----- INPUT DATA

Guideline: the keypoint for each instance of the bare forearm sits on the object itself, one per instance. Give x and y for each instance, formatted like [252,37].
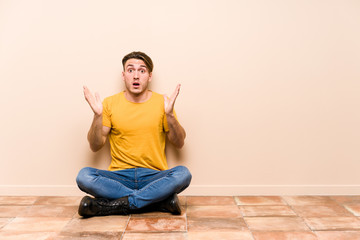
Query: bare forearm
[176,134]
[95,135]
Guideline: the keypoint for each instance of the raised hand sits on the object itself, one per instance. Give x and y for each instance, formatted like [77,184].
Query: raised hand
[170,102]
[94,101]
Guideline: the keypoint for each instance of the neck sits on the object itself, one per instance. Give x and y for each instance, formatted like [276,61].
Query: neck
[138,98]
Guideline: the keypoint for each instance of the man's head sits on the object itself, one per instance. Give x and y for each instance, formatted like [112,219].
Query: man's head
[141,56]
[137,73]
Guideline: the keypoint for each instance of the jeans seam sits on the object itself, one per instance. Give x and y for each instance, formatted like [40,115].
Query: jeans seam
[110,176]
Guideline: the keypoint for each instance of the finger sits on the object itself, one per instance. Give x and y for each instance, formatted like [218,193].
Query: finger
[97,96]
[176,92]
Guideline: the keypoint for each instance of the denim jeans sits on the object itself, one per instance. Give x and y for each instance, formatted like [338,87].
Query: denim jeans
[143,186]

----------

Rewrite every one of the entries above, changing each "Guideline" to "Instruction" and keeping everything else as it is, and leave the pictures out.

Instruction: the keypoint for each instance of the bare forearm sits on the object itself, one per instance. Give x and y for each instance, formatted like [252,37].
Query: bare forearm
[176,134]
[95,135]
Instruction: the keypoint for each instance of the raised hand sits on the object itself, one per instance. Give x and y for each instance, formatted like [77,184].
Query: raised hand
[170,102]
[94,101]
Instruction: the keypoint for each instance of the neck sits on the object itself, one per instance. Give x and y for each instance, formatted like [276,61].
Query: neck
[138,98]
Instruction: the keypoint for each instance of the man's head sits on the object itself, one per instance. Give x and y for each instance, formatted like [112,219].
Query: man's head
[141,56]
[137,73]
Instruction: the keypoint for each instance of the jeans seam sits on the object itself, one per instance. Give x and y for each instance, formatted like [40,115].
Query: jeans seam
[110,176]
Instruction: the keypoint for each instance of the finger sits on the object itself, one per instance. Give x and y for each instance, formatted like [218,193].
Query: finger
[97,96]
[176,92]
Instruction: the keypoint for each instance of the denim jeans sits on the object itself, one per instance. Give x and y for each instance, formatted like [338,87].
Query: denim jeans
[143,186]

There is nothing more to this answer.